SUPPLIED ENTRIES START

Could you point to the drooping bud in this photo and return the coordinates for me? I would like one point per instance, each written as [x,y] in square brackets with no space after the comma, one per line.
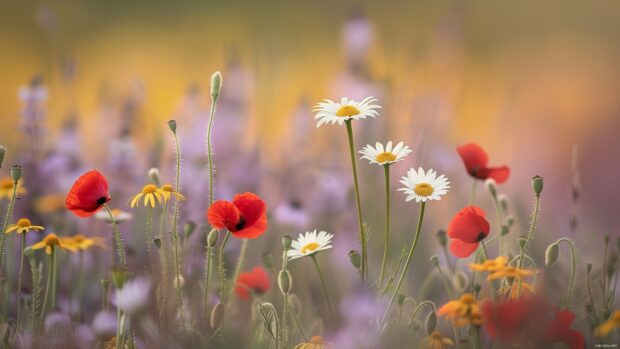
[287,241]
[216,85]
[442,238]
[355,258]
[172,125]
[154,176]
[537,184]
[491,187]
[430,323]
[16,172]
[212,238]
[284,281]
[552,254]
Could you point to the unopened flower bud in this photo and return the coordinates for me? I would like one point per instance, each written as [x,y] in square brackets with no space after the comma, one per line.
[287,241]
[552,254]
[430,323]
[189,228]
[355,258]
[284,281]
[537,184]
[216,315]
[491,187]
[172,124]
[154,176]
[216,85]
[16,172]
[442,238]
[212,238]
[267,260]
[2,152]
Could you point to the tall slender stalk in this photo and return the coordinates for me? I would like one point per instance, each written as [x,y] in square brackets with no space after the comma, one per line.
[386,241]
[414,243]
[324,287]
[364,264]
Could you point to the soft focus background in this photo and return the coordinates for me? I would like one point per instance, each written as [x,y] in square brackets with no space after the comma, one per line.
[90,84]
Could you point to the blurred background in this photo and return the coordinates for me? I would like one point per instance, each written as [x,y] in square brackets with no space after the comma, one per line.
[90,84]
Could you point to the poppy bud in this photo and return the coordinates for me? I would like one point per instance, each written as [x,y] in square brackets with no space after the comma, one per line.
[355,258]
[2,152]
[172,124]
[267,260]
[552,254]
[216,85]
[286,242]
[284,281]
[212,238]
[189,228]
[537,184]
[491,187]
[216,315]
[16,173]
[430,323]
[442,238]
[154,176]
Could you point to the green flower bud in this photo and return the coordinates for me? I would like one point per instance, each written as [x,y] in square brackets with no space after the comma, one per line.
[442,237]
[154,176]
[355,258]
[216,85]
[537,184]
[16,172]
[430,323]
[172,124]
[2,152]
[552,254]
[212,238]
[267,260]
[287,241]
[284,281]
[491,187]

SUPPLIED ENTRIES END

Word for word, repeat the lines from the one holding "Could you point to the poppy" through the last line of the entries, both included.

_FINAL ANSWER_:
Could you point to the poppy bud in this photo and return the coordinates for me? I would like one point per instance, each written as [x,y] in square brackets with no space after the comma, one per line.
[355,258]
[2,152]
[172,124]
[267,260]
[552,254]
[216,85]
[286,242]
[284,281]
[212,238]
[189,228]
[537,184]
[491,187]
[216,315]
[16,173]
[430,323]
[442,238]
[154,176]
Could you point to the green flower bud in this photo and return the coordinates for me? I would like one point per instance, each written as [x,y] in square brackets with no space after the comma, one per line.
[442,237]
[154,176]
[355,258]
[216,85]
[537,184]
[16,172]
[430,323]
[172,124]
[2,152]
[552,254]
[212,238]
[267,260]
[287,241]
[284,281]
[491,187]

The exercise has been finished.